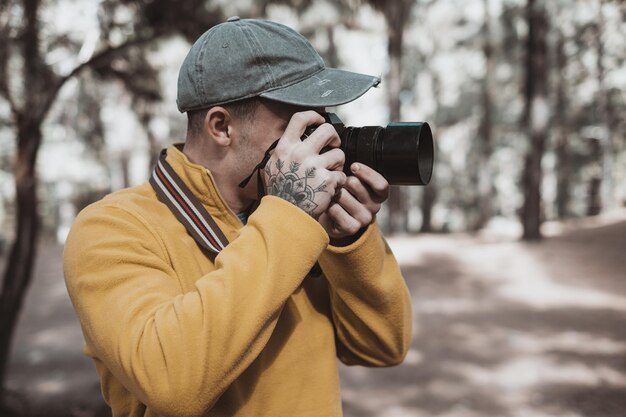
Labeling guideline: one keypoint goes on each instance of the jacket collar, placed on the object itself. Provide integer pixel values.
(202, 184)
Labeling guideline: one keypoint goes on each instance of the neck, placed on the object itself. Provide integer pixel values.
(226, 181)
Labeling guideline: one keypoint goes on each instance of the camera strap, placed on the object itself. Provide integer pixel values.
(187, 208)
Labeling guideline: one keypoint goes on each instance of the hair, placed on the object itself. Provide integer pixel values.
(241, 109)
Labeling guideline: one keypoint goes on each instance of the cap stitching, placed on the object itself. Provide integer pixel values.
(198, 67)
(256, 46)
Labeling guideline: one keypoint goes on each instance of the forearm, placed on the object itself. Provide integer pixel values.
(370, 302)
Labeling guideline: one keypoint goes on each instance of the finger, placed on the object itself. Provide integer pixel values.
(333, 159)
(359, 190)
(376, 182)
(342, 221)
(355, 208)
(324, 135)
(298, 124)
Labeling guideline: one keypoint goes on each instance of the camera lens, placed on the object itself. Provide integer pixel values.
(403, 153)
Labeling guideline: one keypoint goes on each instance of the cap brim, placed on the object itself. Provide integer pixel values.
(329, 87)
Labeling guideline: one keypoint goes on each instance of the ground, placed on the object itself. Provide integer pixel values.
(502, 329)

^^^^

#### PROBLEM REQUIREMENTS:
Would you quote, exactly and only, the lines from the one containing "camera strap, placed" to the end of the entries?

#### EXERCISE RESPONSE:
Labeling guideline: one keypoint goes on each instance of the camera strap, placed on the object itself. Provide integer pixel values.
(187, 208)
Labeling guideline: one keypoint goes on each instance of the hair, placed on the object itself. Provide integer pixel values.
(241, 109)
Labeling guideline: one keypoint goes on each instance of the cap stitching, placed on the object itself. Provide integer pixel values.
(198, 67)
(256, 46)
Labeling guideline: one keypoint goes on each instance of the forearm, placed on the object itself. Provide integer pixel values.
(370, 302)
Labeling guideline: one keypoint goes on each instance of the finger, placed on the object itself. Provide integer pixel values.
(333, 159)
(359, 190)
(376, 182)
(342, 221)
(355, 208)
(324, 135)
(298, 124)
Labeling guideline: one keypoint goes on each instance of the camera lens, placed on the object itself. Provide integer pixel values.
(403, 153)
Labeling guideline: one keypoint goes on each instance of the cap brim, placed on the object itself. Provide integer pixel values.
(329, 87)
Labeling guideline: one keypoint goes on each instance of the ground, placed on the object itself. Provide integer pixel values.
(502, 329)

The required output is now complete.